*** GIVEN TEXT Section Begins ***
Afterwards, I drove to a nearby city library to return some books about presidents, and then stopped at an upscale grocer's on the way out to see if there was anything good I could bring home. (Lesson: expensive gourmet tamales are nowhere near as good as the ones from storefront kitchens in the barrio.)

It was gratifyingly quiet and uncrowded doing all of this, and only later did I remember that the Super Bowl was on. A great time to go out and do errands, as the number zero does not do sufficient justice to the magnitude of my level of interest in the Super Bowl.

In the meantime, B's sister suffered a serious illness on board a Caribbean cruise and has been offloaded to a hospital in Belize. Belize! At least monoglot English speakers should not be totally out of communication with the locals there. She should be able to be transported home, and various relatives are converging on the place to help her do it.

Saturday, February 2, 2019

notes

1. Maia knows that Pippin is gone - she's been looking for him everywhere - but now she is perturbed because the upstairs bathroom door is closed and there are odd, possibly cat-like, sounds coming from behind it. She's been chittering at it, but no definitive results so far. More on this as Maia learns more about it.
*** GIVEN TEXT Section Ends ***
WHAT THIS EXERCISE ASKS
(1) List every person or animal in the blog entry that is referred to by a name or initial.
(2) Continue the blog entry from its last sentence.
The records that follow have nothing to do with the blog entry.
*** DATASET EXCERPTS Section Begins ***
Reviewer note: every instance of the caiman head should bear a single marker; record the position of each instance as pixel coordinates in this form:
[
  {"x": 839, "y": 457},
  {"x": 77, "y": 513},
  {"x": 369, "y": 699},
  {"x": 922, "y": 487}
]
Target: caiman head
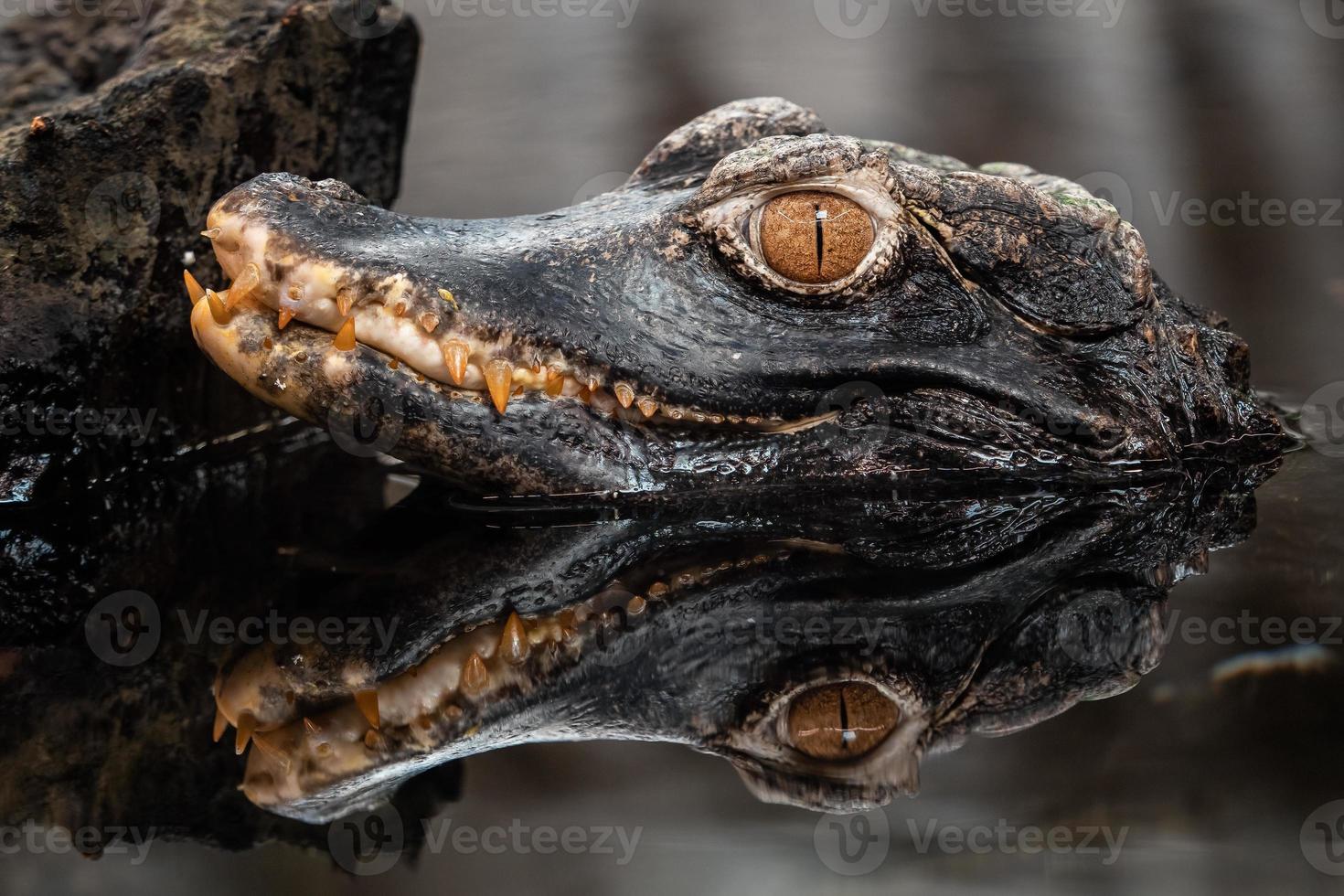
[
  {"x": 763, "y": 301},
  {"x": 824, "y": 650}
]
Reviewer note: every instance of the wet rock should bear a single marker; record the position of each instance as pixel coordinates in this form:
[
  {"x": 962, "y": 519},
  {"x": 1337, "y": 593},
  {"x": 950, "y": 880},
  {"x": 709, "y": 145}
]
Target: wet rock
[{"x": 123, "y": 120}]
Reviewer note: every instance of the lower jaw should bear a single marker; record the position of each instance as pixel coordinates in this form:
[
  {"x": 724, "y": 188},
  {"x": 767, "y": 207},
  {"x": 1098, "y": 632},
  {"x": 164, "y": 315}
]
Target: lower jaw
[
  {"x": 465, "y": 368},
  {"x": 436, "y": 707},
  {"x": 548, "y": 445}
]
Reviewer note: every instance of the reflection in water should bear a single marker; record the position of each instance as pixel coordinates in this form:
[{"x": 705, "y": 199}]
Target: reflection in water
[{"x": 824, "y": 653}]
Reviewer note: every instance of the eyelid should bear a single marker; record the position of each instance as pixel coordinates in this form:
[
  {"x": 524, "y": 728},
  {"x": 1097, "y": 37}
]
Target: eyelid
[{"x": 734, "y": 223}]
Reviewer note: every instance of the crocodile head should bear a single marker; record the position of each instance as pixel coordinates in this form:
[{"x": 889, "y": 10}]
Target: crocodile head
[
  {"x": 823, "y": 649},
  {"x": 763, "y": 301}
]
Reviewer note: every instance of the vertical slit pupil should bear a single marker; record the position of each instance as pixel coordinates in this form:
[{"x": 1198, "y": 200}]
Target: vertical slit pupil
*** DATASET EXCERPTS Section Ends ***
TASK ANSWERS
(1) B, Maia, Pippin

(2)
2. On Yom ha-Shoah, I went, accompanied by an Athenais, to review a most somber-themed concert: four composers actually murdered in the Nazi Holocaust, one who escaped only to fall into the clutches of Stalin, and one post-war memorial of the world they lost. Summarizing the character of each work in a sentence or so, which is all the space I had after explaining the premise, was the challenge in this one.

3. Last Wednesday, a more whimsical errand: I've been reading Mark Evanier's blog for 15 years, so why not take the opportunity to meet him for the first time, when he was doing a comic-store signing as close as Santa Cruz? So I drove over, walked in and found him at a table, and introduced myself as a lurker on his blog, though we have friends in common. He had piles of his book on Jack Kirby on one side of the table and piles of the volumes of the collected Pogo, which he's helped edit, on the other. I'm much more interested in the latter than the former, so I bought and had signed volume one of that. I enjoyed our chat, and so did he, and so did auncient friend James L. who also came in on the same errand.

4. A visit to work was interrupted by the arrival of our program director with three new books needing quick cataloging for an ed session this weekend. They were all on transsexuals dealing with their Jewish identity, a new topic for our collection. I judged it best to invent a new classification number in our 30-year-old system. The subject headings in the books were "Transsexual persons" and "Transsexualism", but online I found that they'd been changed to "Transsexuals" and "Gender nonconformity". Much better.

5. Good New Yorker articles: on Kamala Harris and the challenges she faces; on William Goldman's forgotten children's book (no, it isn't The Princess Bride).

6. Here's a little item for Inklings fans going on in LA next month.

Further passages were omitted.